• _EXERCISE OBJECTIVE_: Transcribe the listing verbatim. Do not carry over any pictures.
·····
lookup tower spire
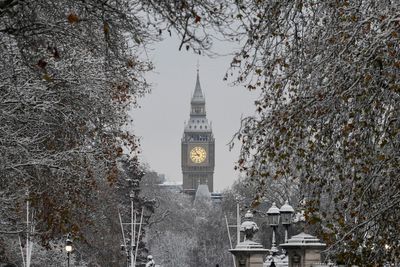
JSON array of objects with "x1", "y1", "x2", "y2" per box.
[
  {"x1": 192, "y1": 66, "x2": 204, "y2": 101},
  {"x1": 182, "y1": 63, "x2": 215, "y2": 195}
]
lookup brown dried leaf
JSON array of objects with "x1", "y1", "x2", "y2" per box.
[{"x1": 67, "y1": 13, "x2": 79, "y2": 24}]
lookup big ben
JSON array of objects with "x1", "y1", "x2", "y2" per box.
[{"x1": 181, "y1": 69, "x2": 215, "y2": 195}]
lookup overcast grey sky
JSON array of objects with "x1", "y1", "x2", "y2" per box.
[{"x1": 129, "y1": 36, "x2": 258, "y2": 191}]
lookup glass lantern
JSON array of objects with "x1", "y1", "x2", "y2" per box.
[
  {"x1": 267, "y1": 202, "x2": 280, "y2": 226},
  {"x1": 280, "y1": 200, "x2": 295, "y2": 225},
  {"x1": 65, "y1": 238, "x2": 72, "y2": 252}
]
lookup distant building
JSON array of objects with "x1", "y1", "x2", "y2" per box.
[
  {"x1": 181, "y1": 68, "x2": 215, "y2": 195},
  {"x1": 157, "y1": 181, "x2": 182, "y2": 194},
  {"x1": 211, "y1": 192, "x2": 223, "y2": 205}
]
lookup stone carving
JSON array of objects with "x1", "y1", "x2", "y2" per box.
[{"x1": 240, "y1": 210, "x2": 259, "y2": 241}]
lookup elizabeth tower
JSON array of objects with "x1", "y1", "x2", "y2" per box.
[{"x1": 181, "y1": 69, "x2": 215, "y2": 195}]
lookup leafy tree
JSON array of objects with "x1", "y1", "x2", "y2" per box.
[
  {"x1": 0, "y1": 0, "x2": 237, "y2": 264},
  {"x1": 140, "y1": 170, "x2": 233, "y2": 267},
  {"x1": 0, "y1": 0, "x2": 229, "y2": 245},
  {"x1": 141, "y1": 174, "x2": 197, "y2": 267},
  {"x1": 3, "y1": 0, "x2": 397, "y2": 265},
  {"x1": 229, "y1": 0, "x2": 400, "y2": 265},
  {"x1": 0, "y1": 0, "x2": 152, "y2": 244},
  {"x1": 115, "y1": 157, "x2": 158, "y2": 266},
  {"x1": 188, "y1": 207, "x2": 232, "y2": 267}
]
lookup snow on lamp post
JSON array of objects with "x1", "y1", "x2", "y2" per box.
[
  {"x1": 65, "y1": 234, "x2": 73, "y2": 267},
  {"x1": 279, "y1": 200, "x2": 295, "y2": 243},
  {"x1": 267, "y1": 202, "x2": 280, "y2": 254},
  {"x1": 229, "y1": 210, "x2": 268, "y2": 267},
  {"x1": 240, "y1": 210, "x2": 259, "y2": 241}
]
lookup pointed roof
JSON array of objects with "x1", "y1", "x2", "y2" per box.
[
  {"x1": 194, "y1": 184, "x2": 211, "y2": 206},
  {"x1": 195, "y1": 184, "x2": 211, "y2": 199},
  {"x1": 191, "y1": 70, "x2": 205, "y2": 104}
]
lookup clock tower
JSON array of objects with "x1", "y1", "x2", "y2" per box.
[{"x1": 181, "y1": 69, "x2": 215, "y2": 195}]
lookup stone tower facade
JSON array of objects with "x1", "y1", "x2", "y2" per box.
[{"x1": 181, "y1": 70, "x2": 215, "y2": 195}]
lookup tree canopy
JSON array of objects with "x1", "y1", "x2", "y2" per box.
·····
• _ANSWER BELOW_:
lookup tower spire
JSON array of objects with "x1", "y1", "x2", "y2" per box.
[
  {"x1": 192, "y1": 66, "x2": 204, "y2": 101},
  {"x1": 182, "y1": 63, "x2": 215, "y2": 195}
]
lookup brown dried leaf
JSON array of objects with "x1", "y1", "x2", "y2" per box.
[{"x1": 67, "y1": 13, "x2": 79, "y2": 24}]
lookup big ben
JSON array of objects with "x1", "y1", "x2", "y2" per box.
[{"x1": 181, "y1": 69, "x2": 215, "y2": 195}]
lookup overcast grey sky
JSON array of objects with "x1", "y1", "x2", "y2" per box.
[{"x1": 129, "y1": 36, "x2": 258, "y2": 191}]
lookup glass lantern
JSON array of objects with "x1", "y1", "x2", "y2" per box.
[
  {"x1": 267, "y1": 202, "x2": 280, "y2": 226},
  {"x1": 280, "y1": 200, "x2": 295, "y2": 225},
  {"x1": 65, "y1": 238, "x2": 72, "y2": 252}
]
lookup distant building
JSON array of objects with "x1", "y1", "x2", "y2" per box.
[
  {"x1": 181, "y1": 68, "x2": 215, "y2": 195},
  {"x1": 157, "y1": 181, "x2": 182, "y2": 194},
  {"x1": 211, "y1": 192, "x2": 223, "y2": 205}
]
lookup stone carving
JSON array of objects with "x1", "y1", "x2", "y2" per box.
[{"x1": 240, "y1": 210, "x2": 259, "y2": 241}]
lookup elizabeth tower
JSON array of objects with "x1", "y1", "x2", "y2" per box.
[{"x1": 181, "y1": 69, "x2": 215, "y2": 195}]
lookup leafy tree
JSON array of objects with "x1", "y1", "x2", "y2" per box.
[
  {"x1": 0, "y1": 0, "x2": 237, "y2": 264},
  {"x1": 140, "y1": 170, "x2": 233, "y2": 267},
  {"x1": 0, "y1": 0, "x2": 229, "y2": 245},
  {"x1": 141, "y1": 174, "x2": 197, "y2": 267},
  {"x1": 3, "y1": 0, "x2": 397, "y2": 265},
  {"x1": 229, "y1": 0, "x2": 400, "y2": 265},
  {"x1": 0, "y1": 0, "x2": 152, "y2": 244},
  {"x1": 115, "y1": 157, "x2": 158, "y2": 266},
  {"x1": 188, "y1": 207, "x2": 232, "y2": 267}
]
lookup snow on lamp post
JSON array of objects with "x1", "y1", "x2", "y2" per box.
[
  {"x1": 65, "y1": 234, "x2": 73, "y2": 267},
  {"x1": 279, "y1": 200, "x2": 295, "y2": 243},
  {"x1": 267, "y1": 202, "x2": 280, "y2": 254},
  {"x1": 229, "y1": 210, "x2": 268, "y2": 267},
  {"x1": 240, "y1": 210, "x2": 259, "y2": 241}
]
lookup pointed roof
JSON array of objects with "x1", "y1", "x2", "y2" per box.
[
  {"x1": 194, "y1": 184, "x2": 211, "y2": 206},
  {"x1": 195, "y1": 184, "x2": 211, "y2": 199},
  {"x1": 191, "y1": 70, "x2": 205, "y2": 104}
]
lookup clock tower
JSON array of objects with "x1", "y1", "x2", "y2" per box.
[{"x1": 181, "y1": 69, "x2": 215, "y2": 195}]
lookup stone tower facade
JSON array of objects with "x1", "y1", "x2", "y2" per box.
[{"x1": 181, "y1": 70, "x2": 215, "y2": 195}]
lookup tree canopy
JSON array of objects with "x1", "y1", "x2", "y2" per box.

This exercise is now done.